*Task requirements*:
Below are records to print word for word; include none of their pictures.

*Information shown*:
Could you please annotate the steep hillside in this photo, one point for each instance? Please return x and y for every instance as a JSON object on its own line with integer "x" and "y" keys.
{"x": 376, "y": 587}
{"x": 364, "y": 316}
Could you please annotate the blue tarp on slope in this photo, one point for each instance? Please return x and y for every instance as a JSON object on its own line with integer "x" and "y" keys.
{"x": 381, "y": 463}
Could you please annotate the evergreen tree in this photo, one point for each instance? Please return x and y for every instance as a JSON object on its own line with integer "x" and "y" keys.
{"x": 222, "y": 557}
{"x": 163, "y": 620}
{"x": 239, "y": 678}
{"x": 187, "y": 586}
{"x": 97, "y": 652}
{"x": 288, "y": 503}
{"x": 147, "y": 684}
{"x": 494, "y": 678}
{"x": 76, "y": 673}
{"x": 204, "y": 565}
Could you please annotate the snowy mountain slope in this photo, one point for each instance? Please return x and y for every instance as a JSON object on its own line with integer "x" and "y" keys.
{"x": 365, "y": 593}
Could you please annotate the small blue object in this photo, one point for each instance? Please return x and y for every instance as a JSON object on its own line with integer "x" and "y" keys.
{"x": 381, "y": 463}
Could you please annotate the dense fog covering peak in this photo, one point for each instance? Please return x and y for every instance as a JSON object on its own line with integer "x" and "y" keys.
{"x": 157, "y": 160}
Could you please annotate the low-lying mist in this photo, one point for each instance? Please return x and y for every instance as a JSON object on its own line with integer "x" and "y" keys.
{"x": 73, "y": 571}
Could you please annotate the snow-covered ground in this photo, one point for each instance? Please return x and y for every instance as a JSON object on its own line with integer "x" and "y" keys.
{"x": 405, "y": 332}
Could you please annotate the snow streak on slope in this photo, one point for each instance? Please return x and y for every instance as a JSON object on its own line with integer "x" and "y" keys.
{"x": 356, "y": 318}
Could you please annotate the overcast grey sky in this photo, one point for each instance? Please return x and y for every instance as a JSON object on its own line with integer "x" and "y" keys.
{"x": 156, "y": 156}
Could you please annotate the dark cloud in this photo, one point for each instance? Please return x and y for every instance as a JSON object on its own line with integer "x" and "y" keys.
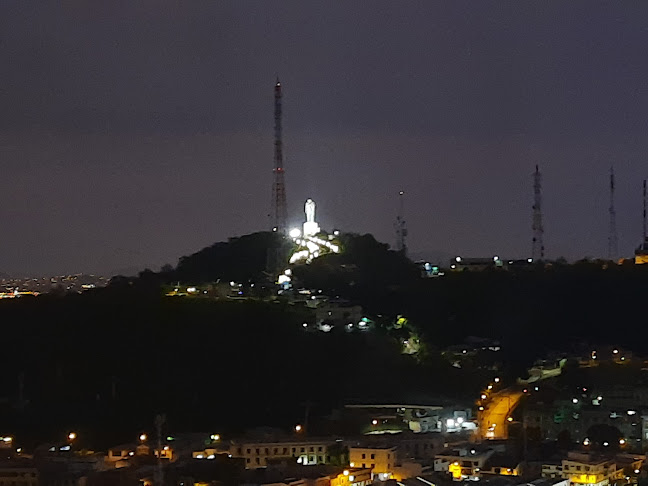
{"x": 134, "y": 132}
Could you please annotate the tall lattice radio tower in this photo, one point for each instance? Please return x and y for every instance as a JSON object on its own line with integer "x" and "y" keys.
{"x": 400, "y": 226}
{"x": 537, "y": 249}
{"x": 279, "y": 211}
{"x": 613, "y": 241}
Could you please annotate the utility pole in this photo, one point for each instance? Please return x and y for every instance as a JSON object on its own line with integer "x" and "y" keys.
{"x": 400, "y": 226}
{"x": 537, "y": 250}
{"x": 279, "y": 211}
{"x": 613, "y": 243}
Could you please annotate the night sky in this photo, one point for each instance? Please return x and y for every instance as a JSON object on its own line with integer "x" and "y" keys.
{"x": 135, "y": 132}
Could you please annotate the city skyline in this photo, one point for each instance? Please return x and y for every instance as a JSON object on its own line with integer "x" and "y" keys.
{"x": 133, "y": 135}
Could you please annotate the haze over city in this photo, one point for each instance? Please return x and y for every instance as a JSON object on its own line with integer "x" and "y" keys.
{"x": 134, "y": 133}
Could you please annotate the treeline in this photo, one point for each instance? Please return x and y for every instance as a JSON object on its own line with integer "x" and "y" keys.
{"x": 104, "y": 363}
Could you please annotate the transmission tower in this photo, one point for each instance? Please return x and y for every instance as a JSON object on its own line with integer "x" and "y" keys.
{"x": 643, "y": 241}
{"x": 400, "y": 226}
{"x": 537, "y": 250}
{"x": 613, "y": 242}
{"x": 279, "y": 211}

*Response for this exercise*:
Could you please annotate the steep hillside in this photo, one point for each instance? Please return x and y for every instance as a JSON object on its own line with integer "x" and "y" keys.
{"x": 376, "y": 587}
{"x": 364, "y": 316}
Could you please annotate the blue tarp on slope in this photo, one point for each instance? Please return x and y for every instance as a JSON object on its own line with integer "x" and "y" keys.
{"x": 381, "y": 463}
Could you please annotate the evergreen tree in this photo, one point for each instance? Please return x and y for every instance as a JSON object on its own line with integer "x" and "y" keys.
{"x": 222, "y": 557}
{"x": 163, "y": 620}
{"x": 239, "y": 678}
{"x": 187, "y": 586}
{"x": 97, "y": 652}
{"x": 288, "y": 503}
{"x": 147, "y": 684}
{"x": 494, "y": 678}
{"x": 76, "y": 673}
{"x": 204, "y": 565}
Could you please annotate the snowy mountain slope in this photo, one point for each instance? Please return x and y for every instance as a JSON object on its own line with integer "x" and "y" keys.
{"x": 365, "y": 593}
Could you please annotate the small blue object in this photo, one point for each instance? Please return x and y for every instance as a JSON object on its own line with integer "x" and "y" keys.
{"x": 381, "y": 463}
Could you please annotate the dense fog covering peak in this photo, one point for each instance? Please return x and y for every instance as a JSON object on its own line with integer "x" and "y" keys.
{"x": 157, "y": 160}
Could you please annotate the low-lying mist in this photo, one point for each instance? Please return x and y for every instance as a JSON object on its own line with integer "x" and "y" keys.
{"x": 73, "y": 571}
Could you please annotate the snow-covered ground in this photo, one point for each instance? Please return x and y for every instance as a JSON object on its own line with integer "x" and "y" keys.
{"x": 405, "y": 332}
Could you please annotate the snow streak on slope in this photo, one point for each instance? Please return x and y for every instance as a JSON object on its own line with integer "x" and "y" keys.
{"x": 356, "y": 318}
Could you please annotate the overcast grey sky in this photo, one point for each instance? Please return x and y for every instance as a JSON object on its own line with integer "x" and "y" keys.
{"x": 156, "y": 156}
Could you please annotate the dark cloud in this photo, one point for each instance? Please return x and y for every instance as a JSON object on its own line with integer "x" and "y" keys.
{"x": 134, "y": 132}
Could you please annotate the tall lattice radio tower in this photo, one point for each instance? Please return x and y for every instance as a JSON object on its own line with integer "x" and "y" keys.
{"x": 400, "y": 226}
{"x": 537, "y": 249}
{"x": 279, "y": 211}
{"x": 613, "y": 241}
Could you please annotate the utility pole in this photo, one point for each instance? Please return x and y for every instance as a JSON object on its own line with integer "x" and "y" keys.
{"x": 400, "y": 226}
{"x": 537, "y": 250}
{"x": 279, "y": 211}
{"x": 613, "y": 243}
Could you please annotate the night sky in this photo, one point for each instance? Please return x and y for every instance as a JSON object on its own line with integer "x" and "y" keys.
{"x": 135, "y": 132}
Could you please annotate the city skyline in this photo, one point for each instance? Please return x and y for every instance as a JSON object on its own line with integer "x" and "y" keys.
{"x": 133, "y": 135}
Could you please annotate the haze over city in this photo, one point for each instance? Please return x and y for every instance as a JSON object on its own line with integer "x" and "y" keys.
{"x": 134, "y": 133}
Could you please annotate the treeline in this photo, one point for each instance? Please return x and y for every instance as a JSON object on its own line with integer "x" and "y" keys.
{"x": 104, "y": 363}
Could you please annotate the transmission tower in this photo, one point for each instance? Please return x and y for every instance as a JSON object on its own line with integer "x" and "y" keys.
{"x": 643, "y": 241}
{"x": 400, "y": 226}
{"x": 537, "y": 250}
{"x": 613, "y": 242}
{"x": 279, "y": 211}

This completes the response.